EXCERPT TO READ:
* * *

# EDA on raw [census income data](https://archive.ics.uci.edu/ml/datasets/census+income)

### Import libraries

In [1]:
import pandas as pd
import pandas_profiling

### Load data

In [2]:
RAW_DATA_PATH = "../data/raw/census.csv"
raw_df = pd.read_csv(RAW_DATA_PATH)

### Run pandas profiling on raw data

In [3]:
raw_profile = pandas_profiling.ProfileReport(raw_df, explorative=True)

In [4]:
RAW_PROFILE_HTML_PATH = "../data/raw/raw_profile.html"

In [5]:
raw_profile.to_file(RAW_PROFILE_HTML_PATH)

Summarize dataset:   0%|          | 0/5 [00:00<?, ?it/s]

Generate report structure:   0%|          | 0/1 [00:00<?, ?it/s]

Render HTML:   0%|          | 0/1 [00:00<?, ?it/s]

Export report to file:   0%|          | 0/1 [00:00<?, ?it/s]

#### Insights from profiling

- column names and text/categorical values contain empty spaces -> remove them
- 23 duplicate rows -> dedup  
- missing values are coded as `?` -> explicitly make it `None` and remove them
- since we are training RF model, we should not worry to much about correlated predictors -> retain them in the data

### Preprocessing 

In [21]:
# remove whitespaces from column names
new_col_names = [col.strip() for col in raw_df.columns]
raw_df.columns = new_col_names

In [46]:
# remove whitespaces from values
def whitespace_remover(dataframe: pd.DataFrame) -> None:
    """
    Funciton for removing whitepaces from dataframe
    """

* * *

Dataset rows about where objects appear:
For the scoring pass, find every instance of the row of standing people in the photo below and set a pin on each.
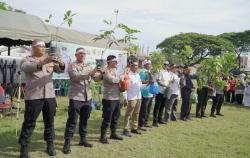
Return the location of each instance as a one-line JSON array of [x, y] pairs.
[[40, 96]]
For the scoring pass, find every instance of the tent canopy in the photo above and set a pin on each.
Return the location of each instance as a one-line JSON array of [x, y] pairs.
[[21, 29]]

* * *

CHALLENGE 1:
Could you output the entire census income notebook without any changes?
CHALLENGE 2:
Can you edit the entries between the line holding "For the scoring pass, find every instance of the tent" and the end of the entries, inclusive, so that "tent canopy" becomes "market awning", and return only those lines with nothing else altered?
The census income notebook and the entries have nothing to do with each other.

FULL ANSWER 1:
# EDA on raw [census income data](https://archive.ics.uci.edu/ml/datasets/census+income)

### Import libraries

In [1]:
import pandas as pd
import pandas_profiling

### Load data

In [2]:
RAW_DATA_PATH = "../data/raw/census.csv"
raw_df = pd.read_csv(RAW_DATA_PATH)

### Run pandas profiling on raw data

In [3]:
raw_profile = pandas_profiling.ProfileReport(raw_df, explorative=True)

In [4]:
RAW_PROFILE_HTML_PATH = "../data/raw/raw_profile.html"

In [5]:
raw_profile.to_file(RAW_PROFILE_HTML_PATH)

Summarize dataset:   0%|          | 0/5 [00:00<?, ?it/s]

Generate report structure:   0%|          | 0/1 [00:00<?, ?it/s]

Render HTML:   0%|          | 0/1 [00:00<?, ?it/s]

Export report to file:   0%|          | 0/1 [00:00<?, ?it/s]

#### Insights from profiling

- column names and text/categorical values contain empty spaces -> remove them
- 23 duplicate rows -> dedup  
- missing values are coded as `?` -> explicitly make it `None` and remove them
- since we are training RF model, we should not worry to much about correlated predictors -> retain them in the data

### Preprocessing 

In [21]:
# remove whitespaces from column names
new_col_names = [col.strip() for col in raw_df.columns]
raw_df.columns = new_col_names

In [46]:
# remove whitespaces from values
def whitespace_remover(dataframe: pd.DataFrame) -> None:
    """
    Funciton for removing whitepaces from dataframe
    """

FULL ANSWER 2:
For the scoring pass, find every instance of the market awning in the photo above and set a pin on each.
Return the location of each instance as a one-line JSON array of [x, y] pairs.
[[21, 29]]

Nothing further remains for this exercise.